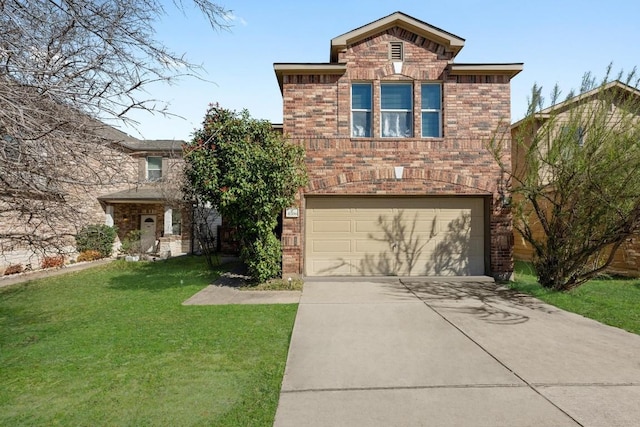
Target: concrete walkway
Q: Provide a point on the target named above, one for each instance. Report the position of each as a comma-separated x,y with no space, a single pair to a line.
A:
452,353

^^^^^^^^

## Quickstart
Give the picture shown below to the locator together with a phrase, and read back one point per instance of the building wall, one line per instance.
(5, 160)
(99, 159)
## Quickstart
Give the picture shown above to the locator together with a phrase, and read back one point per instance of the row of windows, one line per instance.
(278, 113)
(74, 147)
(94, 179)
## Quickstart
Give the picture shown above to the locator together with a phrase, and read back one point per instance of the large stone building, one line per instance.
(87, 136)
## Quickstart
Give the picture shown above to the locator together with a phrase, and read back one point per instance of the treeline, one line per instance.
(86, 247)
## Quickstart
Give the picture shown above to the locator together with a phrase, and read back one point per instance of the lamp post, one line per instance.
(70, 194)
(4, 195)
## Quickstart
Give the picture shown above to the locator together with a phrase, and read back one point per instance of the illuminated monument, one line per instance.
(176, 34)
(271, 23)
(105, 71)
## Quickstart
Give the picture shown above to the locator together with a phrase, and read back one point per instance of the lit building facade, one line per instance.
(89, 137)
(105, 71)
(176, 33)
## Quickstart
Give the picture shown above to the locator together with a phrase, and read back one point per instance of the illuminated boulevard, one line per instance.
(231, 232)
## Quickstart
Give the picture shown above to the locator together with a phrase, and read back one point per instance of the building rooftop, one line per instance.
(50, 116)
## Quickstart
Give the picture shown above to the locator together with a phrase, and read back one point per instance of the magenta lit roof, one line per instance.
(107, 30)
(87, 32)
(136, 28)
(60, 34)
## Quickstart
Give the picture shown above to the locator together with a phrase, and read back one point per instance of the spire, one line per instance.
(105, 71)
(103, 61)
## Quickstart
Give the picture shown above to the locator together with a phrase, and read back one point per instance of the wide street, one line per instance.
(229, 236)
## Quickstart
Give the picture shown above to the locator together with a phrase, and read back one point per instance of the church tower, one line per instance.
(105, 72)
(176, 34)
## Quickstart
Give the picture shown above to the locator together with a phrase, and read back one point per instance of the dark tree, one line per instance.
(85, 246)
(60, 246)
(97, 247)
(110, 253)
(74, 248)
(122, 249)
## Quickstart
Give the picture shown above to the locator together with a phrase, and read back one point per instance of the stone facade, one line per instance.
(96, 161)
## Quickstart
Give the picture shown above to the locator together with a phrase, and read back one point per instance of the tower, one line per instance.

^^^^^^^^

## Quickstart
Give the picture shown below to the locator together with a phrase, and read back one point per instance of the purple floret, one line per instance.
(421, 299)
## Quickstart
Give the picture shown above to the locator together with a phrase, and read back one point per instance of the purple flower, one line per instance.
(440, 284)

^^^^^^^^

Task directions →
From the material above, set down exactly the lines between the line holding "rooftop, one line per instance." and the line holding "the tower, one line per instance.", inclusive. Include nothing else.

Written solution →
Give the picture shown above to the locator together with a phrase, and read back one point per instance of the building rooftop, one line per instance.
(50, 116)
## Quickstart
Give the picture shown above to the locator together with a phrase, and read back one point per instance of the magenta lit roof, one line per instance.
(107, 30)
(87, 32)
(136, 28)
(60, 34)
## Quickstart
Give the picture shown above to the locator together with a phrase, and read back one point per instance of the spire, one line per instance.
(105, 71)
(103, 61)
## Quickstart
Give the picture shown above to the locator together with a phrase, and read back one point per instance of the wide street, one line per instance.
(229, 236)
## Quickstart
Give the picture shown above to the locator together with a phrase, and read back one point per instance of the church tower, one line per instance.
(105, 72)
(176, 34)
## Quickstart
Give the picture shown above to the locator together with a phrase, and read back one point per instance of the dark tree, one line per instance.
(85, 246)
(60, 246)
(97, 247)
(110, 253)
(74, 248)
(122, 249)
## Quickstart
Give the picture shown above to the locator together with a phrase, and read back one point per instance of the stone facade, one line per instance.
(96, 161)
## Quickstart
Give the picture shown above to the locator together with a phrase, and read back one point per instance of the tower, one line per instance.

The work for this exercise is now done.